> [Text passage]
_ _ _ _ _
Tissue engineering of blood vessels and heart valves

 

Cardiovascular surgery is a one of the most quickly and successfully progressing fields of medicine, and in time operations performed in patients with heart and blood vessels disease not only prevent disability of thousands of patients, but also affect mortality rate. The gold standard for treatment of cardiovascular diseases caused by vascular occlusion is bypass surgery. In case of coronary artery disease and lower extremity arterial disease, bypass of small diameter blood vessels is required, and, as usual, autologous saphenous veins or arteries are currently used for this surgery. Synthetic prostheses with vessel diameter of more than 8 mm are well-proven, but prostheses with smaller size were unsuitable due to low patency. There is an urgent need for vascular prostheses with properties that are identical to the properties of human native arteries. Tissue engineering, a rapidly developing field in the last decade, is able to offer an alternative for synthetic grafts and autovenous shunts that are currently used. Artificial arteries obtained by tissue engineering techniques must meet all requirements for vascular substitutes today. As expected, conduits obtained by tissue engineering techniques, will regenerate and be populate by recipient cells, actually becoming the patient's own arteries. Currently, none of the developed blood vessel substitutes possess these qualities in full.

Tissue engineering of heart valves is a combination of challenges, and a key to the solution of these problems requires a full and thorough understanding of the structure and function of the valve. Heart valve obtained by tissue engineering techniques not only should adapt successfully to deformation, but also should possess the appropriate flexibility, strength, be easily implanted, durable, be resistant to infection, athrombogenic, and what is especially actual for pediatric cardiac surgery, should have the ability to remodel and grow with the growth of other structures of the host heart.

Valve testing program includes measurement of valve geometry, pulsatile flow through a valve, and static pressure loss across the valve, monitoring of pressure in the heart chambers and aorta. Synchronously with the measurement of pulsatile pressure and flow, a visualization of the movements of the valve cusps is carried out both in the axial view of the output side of the valve through an optical window by a digital video camera, and in the lateral view through a water-filled elastic shell by ultrasonic transducer of the echocardiography system. Also, several biomechanical properties of the valves (extensibility, flexion strain index, closing function) are monitored. Hydrodynamic efficiency is primarily determined by high performance index (or efficiency index) and low back flow leakage (regurgitation). Perturbing effects of the valve on blood flow, i. e., risk of mechanical damage of the formed elements of the blood and thrombus formation when blood flow passes through the valve, are evaluated.
_ _ _ _ _
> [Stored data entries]
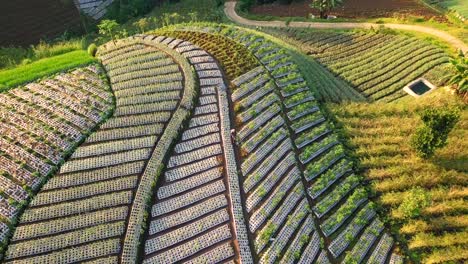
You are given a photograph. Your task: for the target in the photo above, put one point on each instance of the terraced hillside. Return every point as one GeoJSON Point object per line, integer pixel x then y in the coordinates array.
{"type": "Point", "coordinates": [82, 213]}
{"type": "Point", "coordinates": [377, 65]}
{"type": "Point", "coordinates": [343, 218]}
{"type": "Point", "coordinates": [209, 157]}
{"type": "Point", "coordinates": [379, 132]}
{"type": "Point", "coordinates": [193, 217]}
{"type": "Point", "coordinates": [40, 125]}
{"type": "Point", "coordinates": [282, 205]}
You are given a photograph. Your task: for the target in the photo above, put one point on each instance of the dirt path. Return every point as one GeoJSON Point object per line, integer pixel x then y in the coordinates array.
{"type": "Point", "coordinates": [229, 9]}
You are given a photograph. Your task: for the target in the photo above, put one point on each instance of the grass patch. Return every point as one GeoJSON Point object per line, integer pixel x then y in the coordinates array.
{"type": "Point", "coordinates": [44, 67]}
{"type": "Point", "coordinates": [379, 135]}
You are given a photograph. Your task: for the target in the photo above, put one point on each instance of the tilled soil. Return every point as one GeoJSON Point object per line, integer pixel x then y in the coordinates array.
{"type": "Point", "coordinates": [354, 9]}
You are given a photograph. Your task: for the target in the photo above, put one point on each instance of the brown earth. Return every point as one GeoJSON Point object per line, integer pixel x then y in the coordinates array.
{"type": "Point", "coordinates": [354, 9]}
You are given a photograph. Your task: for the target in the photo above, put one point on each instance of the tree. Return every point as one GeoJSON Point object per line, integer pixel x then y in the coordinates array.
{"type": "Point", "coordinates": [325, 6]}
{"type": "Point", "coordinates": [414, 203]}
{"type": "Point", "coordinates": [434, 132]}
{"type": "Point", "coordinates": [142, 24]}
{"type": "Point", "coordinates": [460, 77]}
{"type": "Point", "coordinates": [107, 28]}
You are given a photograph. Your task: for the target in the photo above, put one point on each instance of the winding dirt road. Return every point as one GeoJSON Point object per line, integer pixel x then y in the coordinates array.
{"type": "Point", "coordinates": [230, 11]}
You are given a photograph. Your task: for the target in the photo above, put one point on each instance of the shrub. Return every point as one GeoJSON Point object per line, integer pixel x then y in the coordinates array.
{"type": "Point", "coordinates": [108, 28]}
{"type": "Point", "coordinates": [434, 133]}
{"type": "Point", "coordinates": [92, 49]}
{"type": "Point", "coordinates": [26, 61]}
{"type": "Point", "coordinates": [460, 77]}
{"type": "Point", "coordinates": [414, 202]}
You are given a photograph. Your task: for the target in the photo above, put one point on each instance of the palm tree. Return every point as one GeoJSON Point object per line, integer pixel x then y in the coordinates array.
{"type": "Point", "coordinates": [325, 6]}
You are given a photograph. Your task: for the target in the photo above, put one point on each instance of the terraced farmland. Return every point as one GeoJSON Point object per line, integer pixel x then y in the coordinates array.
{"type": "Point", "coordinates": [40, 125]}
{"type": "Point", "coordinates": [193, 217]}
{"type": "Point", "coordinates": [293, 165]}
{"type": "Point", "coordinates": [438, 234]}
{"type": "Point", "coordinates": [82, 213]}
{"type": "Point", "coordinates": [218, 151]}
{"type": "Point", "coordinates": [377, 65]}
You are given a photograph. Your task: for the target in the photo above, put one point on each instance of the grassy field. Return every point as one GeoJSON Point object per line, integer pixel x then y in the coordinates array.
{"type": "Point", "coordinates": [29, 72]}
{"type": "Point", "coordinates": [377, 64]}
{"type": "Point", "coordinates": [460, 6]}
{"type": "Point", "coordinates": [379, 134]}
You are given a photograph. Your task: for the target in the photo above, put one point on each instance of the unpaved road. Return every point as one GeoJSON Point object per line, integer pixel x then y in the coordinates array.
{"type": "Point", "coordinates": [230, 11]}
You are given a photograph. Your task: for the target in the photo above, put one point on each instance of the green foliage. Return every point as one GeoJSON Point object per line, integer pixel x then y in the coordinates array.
_ _ _ _ _
> [What the exercise asks] According to the tissue engineering text, what is the gold standard for treating cardiovascular diseases caused by vascular occlusion?

> [Solution for this task] Bypass surgery.